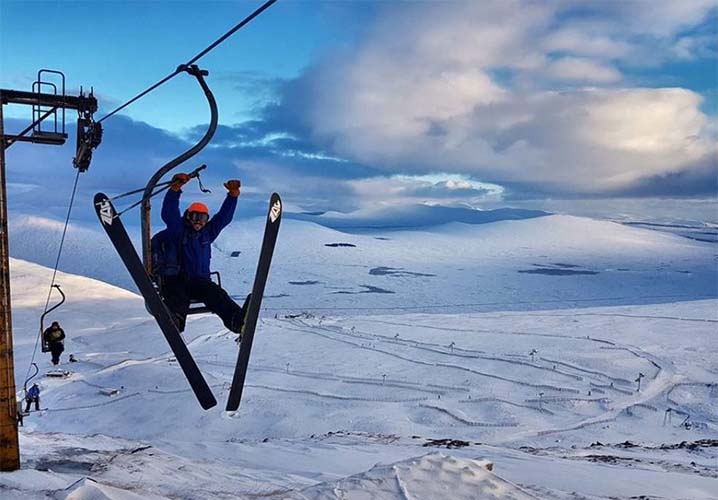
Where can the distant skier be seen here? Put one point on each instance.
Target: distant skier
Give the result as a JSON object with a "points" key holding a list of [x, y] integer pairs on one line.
{"points": [[190, 237], [54, 338], [33, 396]]}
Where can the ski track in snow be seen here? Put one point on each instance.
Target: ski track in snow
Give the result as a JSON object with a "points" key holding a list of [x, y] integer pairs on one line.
{"points": [[416, 378]]}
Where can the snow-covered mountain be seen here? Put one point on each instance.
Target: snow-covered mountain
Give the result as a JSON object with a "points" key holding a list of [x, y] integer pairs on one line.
{"points": [[391, 365]]}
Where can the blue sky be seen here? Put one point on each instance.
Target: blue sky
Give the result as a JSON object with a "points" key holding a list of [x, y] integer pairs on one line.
{"points": [[357, 105]]}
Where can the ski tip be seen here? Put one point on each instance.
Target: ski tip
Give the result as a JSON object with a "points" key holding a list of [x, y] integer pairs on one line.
{"points": [[208, 403], [100, 197]]}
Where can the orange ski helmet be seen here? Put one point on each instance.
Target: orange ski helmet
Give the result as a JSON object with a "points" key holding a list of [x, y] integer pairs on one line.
{"points": [[198, 207]]}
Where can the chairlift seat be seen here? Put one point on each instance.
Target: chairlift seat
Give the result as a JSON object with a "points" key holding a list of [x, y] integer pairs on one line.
{"points": [[196, 306]]}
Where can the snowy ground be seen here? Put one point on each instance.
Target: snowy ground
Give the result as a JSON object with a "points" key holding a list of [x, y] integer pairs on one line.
{"points": [[396, 368]]}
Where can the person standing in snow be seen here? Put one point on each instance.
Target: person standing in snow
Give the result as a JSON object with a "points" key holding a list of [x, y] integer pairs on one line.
{"points": [[191, 236], [54, 338], [33, 396]]}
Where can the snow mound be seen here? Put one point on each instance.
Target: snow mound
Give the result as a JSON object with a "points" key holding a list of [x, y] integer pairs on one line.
{"points": [[89, 489], [424, 478]]}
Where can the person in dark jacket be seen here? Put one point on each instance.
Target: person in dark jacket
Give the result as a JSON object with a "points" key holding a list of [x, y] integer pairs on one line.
{"points": [[54, 338], [33, 396], [192, 235]]}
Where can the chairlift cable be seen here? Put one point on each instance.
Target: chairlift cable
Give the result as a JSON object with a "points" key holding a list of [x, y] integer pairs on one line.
{"points": [[57, 263], [179, 69]]}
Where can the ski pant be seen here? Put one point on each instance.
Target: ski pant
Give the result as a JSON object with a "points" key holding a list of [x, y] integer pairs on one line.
{"points": [[178, 292], [56, 348], [29, 401]]}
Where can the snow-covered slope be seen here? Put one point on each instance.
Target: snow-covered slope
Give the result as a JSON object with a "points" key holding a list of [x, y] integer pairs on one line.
{"points": [[347, 406], [541, 263], [387, 366]]}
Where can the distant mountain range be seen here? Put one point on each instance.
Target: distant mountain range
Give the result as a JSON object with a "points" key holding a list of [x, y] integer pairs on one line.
{"points": [[414, 216]]}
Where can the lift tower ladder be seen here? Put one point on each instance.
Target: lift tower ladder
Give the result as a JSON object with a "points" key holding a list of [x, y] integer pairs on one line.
{"points": [[49, 102]]}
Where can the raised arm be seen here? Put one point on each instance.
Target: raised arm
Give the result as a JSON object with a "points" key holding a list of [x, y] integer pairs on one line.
{"points": [[170, 206], [226, 212]]}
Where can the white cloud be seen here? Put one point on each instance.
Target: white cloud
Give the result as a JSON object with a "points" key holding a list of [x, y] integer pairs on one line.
{"points": [[424, 93], [584, 43], [576, 69]]}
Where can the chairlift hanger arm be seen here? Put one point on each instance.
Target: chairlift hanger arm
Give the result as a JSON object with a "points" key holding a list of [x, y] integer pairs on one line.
{"points": [[62, 301], [145, 214]]}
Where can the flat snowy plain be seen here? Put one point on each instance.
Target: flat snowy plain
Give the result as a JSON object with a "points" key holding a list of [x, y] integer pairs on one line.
{"points": [[391, 365]]}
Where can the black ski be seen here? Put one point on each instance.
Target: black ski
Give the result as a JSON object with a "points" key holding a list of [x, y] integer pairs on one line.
{"points": [[118, 235], [274, 217]]}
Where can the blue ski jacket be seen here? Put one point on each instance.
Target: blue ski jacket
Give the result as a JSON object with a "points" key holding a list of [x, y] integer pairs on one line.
{"points": [[196, 246]]}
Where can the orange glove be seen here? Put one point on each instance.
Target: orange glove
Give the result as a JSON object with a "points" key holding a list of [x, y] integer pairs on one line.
{"points": [[179, 180], [233, 186]]}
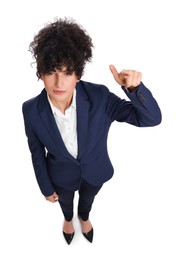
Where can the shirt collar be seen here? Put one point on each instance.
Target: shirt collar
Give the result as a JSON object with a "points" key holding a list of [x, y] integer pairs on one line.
{"points": [[55, 110]]}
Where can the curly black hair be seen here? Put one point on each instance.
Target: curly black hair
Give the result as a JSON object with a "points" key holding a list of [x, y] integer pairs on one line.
{"points": [[62, 43]]}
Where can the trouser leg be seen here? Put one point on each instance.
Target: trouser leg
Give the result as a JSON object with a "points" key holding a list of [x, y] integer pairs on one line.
{"points": [[87, 193], [66, 202]]}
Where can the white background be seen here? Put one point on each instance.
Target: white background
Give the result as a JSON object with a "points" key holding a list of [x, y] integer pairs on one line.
{"points": [[137, 214]]}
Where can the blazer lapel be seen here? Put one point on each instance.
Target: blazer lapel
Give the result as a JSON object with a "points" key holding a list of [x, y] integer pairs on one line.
{"points": [[82, 105], [50, 123]]}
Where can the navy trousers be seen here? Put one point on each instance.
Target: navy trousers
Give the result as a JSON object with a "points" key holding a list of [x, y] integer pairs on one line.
{"points": [[87, 193]]}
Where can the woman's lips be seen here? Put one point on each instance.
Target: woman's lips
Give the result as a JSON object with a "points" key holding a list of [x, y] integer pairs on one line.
{"points": [[59, 92]]}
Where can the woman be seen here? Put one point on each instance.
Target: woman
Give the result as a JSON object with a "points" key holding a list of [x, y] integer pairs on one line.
{"points": [[68, 122]]}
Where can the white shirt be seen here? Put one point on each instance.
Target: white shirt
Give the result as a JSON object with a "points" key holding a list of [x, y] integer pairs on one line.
{"points": [[67, 125]]}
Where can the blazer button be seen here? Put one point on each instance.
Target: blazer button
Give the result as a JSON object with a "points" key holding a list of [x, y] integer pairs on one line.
{"points": [[141, 96]]}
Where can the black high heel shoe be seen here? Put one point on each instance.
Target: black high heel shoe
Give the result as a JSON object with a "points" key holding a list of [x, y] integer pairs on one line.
{"points": [[89, 235], [68, 237]]}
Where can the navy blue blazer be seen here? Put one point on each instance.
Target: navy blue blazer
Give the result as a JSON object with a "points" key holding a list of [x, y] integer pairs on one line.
{"points": [[97, 108]]}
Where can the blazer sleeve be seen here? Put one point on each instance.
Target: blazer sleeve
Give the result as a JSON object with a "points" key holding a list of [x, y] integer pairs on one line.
{"points": [[142, 110], [38, 154]]}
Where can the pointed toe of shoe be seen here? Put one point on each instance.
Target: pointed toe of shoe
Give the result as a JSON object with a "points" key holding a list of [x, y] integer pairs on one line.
{"points": [[68, 237], [89, 235]]}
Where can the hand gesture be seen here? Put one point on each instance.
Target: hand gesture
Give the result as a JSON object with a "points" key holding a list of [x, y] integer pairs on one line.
{"points": [[126, 78]]}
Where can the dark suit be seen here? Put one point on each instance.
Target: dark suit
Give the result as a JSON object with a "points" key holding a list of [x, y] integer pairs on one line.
{"points": [[97, 108]]}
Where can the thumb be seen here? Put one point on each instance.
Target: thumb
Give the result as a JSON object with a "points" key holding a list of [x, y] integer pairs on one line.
{"points": [[55, 195], [114, 72]]}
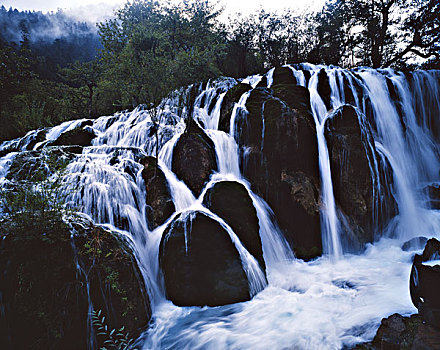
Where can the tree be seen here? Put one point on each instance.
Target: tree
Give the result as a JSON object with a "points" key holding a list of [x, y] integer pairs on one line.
{"points": [[421, 33], [152, 49], [83, 75]]}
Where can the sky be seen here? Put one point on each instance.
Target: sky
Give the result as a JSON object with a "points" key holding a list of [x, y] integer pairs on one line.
{"points": [[95, 10]]}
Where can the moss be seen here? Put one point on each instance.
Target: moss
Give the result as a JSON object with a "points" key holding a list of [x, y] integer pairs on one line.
{"points": [[44, 294]]}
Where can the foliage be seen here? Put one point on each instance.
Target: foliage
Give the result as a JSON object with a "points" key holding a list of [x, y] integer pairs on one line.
{"points": [[116, 338], [30, 200]]}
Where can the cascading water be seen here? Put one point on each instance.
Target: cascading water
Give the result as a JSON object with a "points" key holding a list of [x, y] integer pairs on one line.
{"points": [[327, 303]]}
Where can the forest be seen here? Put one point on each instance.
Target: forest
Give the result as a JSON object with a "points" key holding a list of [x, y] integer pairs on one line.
{"points": [[54, 68]]}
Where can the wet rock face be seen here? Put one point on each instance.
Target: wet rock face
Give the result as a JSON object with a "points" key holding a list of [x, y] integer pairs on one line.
{"points": [[194, 158], [159, 201], [352, 153], [398, 332], [79, 137], [232, 96], [231, 201], [44, 296], [280, 159], [200, 264], [433, 192], [324, 88], [283, 75], [425, 283], [38, 165]]}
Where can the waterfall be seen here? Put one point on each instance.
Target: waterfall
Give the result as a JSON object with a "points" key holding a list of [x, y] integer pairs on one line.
{"points": [[330, 224], [334, 301]]}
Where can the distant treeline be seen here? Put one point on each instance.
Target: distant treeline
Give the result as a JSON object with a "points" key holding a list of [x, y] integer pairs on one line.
{"points": [[54, 68]]}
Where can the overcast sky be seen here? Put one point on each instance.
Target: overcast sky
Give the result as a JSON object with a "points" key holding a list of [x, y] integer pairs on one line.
{"points": [[93, 10]]}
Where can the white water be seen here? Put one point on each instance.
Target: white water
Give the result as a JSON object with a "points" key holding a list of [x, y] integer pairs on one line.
{"points": [[318, 305], [330, 225], [323, 304]]}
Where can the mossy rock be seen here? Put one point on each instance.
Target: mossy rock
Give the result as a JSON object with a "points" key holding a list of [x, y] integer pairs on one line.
{"points": [[158, 199], [232, 96], [405, 333], [230, 200], [194, 158], [297, 97], [45, 295], [200, 263], [351, 150], [38, 165], [283, 75], [79, 137], [282, 164]]}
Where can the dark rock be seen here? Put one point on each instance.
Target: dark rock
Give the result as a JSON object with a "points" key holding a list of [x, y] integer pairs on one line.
{"points": [[231, 201], [425, 283], [433, 193], [282, 166], [40, 136], [324, 89], [416, 243], [200, 264], [398, 332], [79, 137], [351, 152], [194, 158], [159, 200], [38, 165], [262, 83], [297, 97], [232, 96], [45, 297], [283, 75]]}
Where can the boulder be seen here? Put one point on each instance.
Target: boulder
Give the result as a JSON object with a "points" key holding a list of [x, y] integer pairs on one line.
{"points": [[416, 243], [159, 201], [79, 137], [425, 283], [433, 193], [352, 152], [232, 96], [50, 270], [280, 160], [200, 264], [283, 75], [262, 83], [194, 158], [230, 200], [38, 165], [399, 332]]}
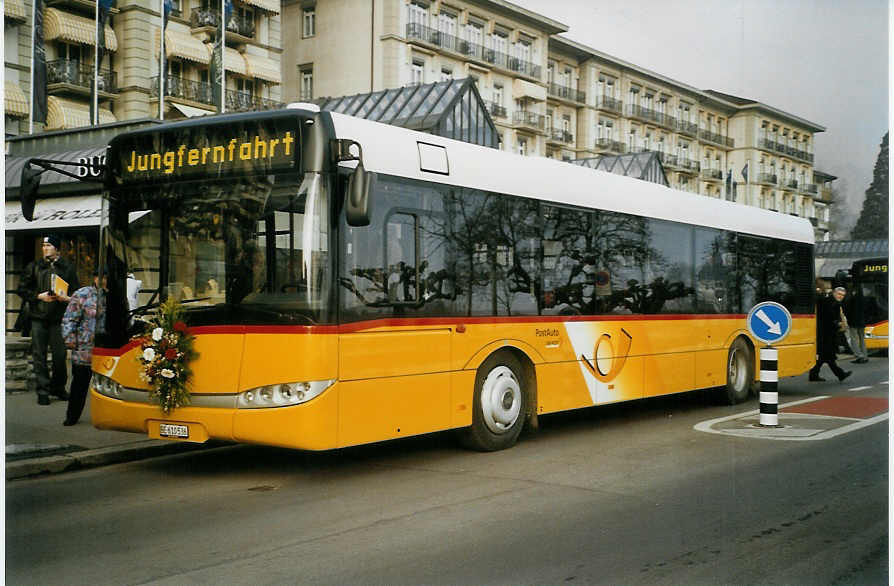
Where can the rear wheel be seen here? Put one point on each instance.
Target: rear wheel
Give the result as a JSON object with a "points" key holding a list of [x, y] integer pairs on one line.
{"points": [[739, 372], [499, 404]]}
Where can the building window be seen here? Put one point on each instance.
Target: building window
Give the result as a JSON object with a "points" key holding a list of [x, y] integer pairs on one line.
{"points": [[418, 14], [307, 83], [417, 72], [310, 22]]}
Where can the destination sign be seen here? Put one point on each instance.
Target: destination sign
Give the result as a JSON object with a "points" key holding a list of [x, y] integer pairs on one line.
{"points": [[252, 146]]}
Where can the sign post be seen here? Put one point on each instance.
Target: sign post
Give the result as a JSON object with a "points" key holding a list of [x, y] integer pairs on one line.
{"points": [[769, 322]]}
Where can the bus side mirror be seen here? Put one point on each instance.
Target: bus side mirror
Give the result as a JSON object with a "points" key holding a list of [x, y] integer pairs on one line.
{"points": [[357, 206], [28, 189]]}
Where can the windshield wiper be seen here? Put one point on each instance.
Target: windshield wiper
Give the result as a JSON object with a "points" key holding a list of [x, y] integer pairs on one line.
{"points": [[151, 305]]}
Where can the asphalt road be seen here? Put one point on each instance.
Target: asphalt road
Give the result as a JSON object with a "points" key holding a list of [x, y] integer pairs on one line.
{"points": [[625, 494]]}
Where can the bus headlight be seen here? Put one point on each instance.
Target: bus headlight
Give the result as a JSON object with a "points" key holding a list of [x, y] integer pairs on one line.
{"points": [[282, 394], [106, 386]]}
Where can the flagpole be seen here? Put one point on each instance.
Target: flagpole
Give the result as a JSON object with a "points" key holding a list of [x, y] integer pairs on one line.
{"points": [[223, 57], [161, 64], [95, 96], [31, 74]]}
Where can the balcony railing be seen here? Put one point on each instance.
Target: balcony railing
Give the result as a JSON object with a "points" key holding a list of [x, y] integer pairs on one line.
{"points": [[80, 74], [186, 89], [202, 17], [529, 119], [715, 138], [611, 145], [203, 93], [685, 127], [453, 43], [496, 109], [557, 135], [565, 92], [609, 103], [650, 115]]}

****************

Written problem: Lines from the one containing "Where can the flagpole" through the final line are to be given again verbatim, with nothing before or after.

Finished task:
Where can the flagpole be seen here? Put one point on each instance.
Target: flagpole
Give the result as a JSON object with a "points" key holding a list of [x, y] integer pairs on one line.
{"points": [[223, 57], [161, 64], [95, 96], [31, 74]]}
Where can the balcony railing be seen here? Put one point on each instance.
Target: balcony railing
Give the result as a JSON object with a "points" key holding a list of [x, y] integer pairs on one line.
{"points": [[80, 74], [186, 89], [202, 17], [529, 119], [715, 138], [611, 145], [203, 93], [685, 127], [453, 43], [496, 109], [557, 135], [565, 92], [609, 103], [650, 115]]}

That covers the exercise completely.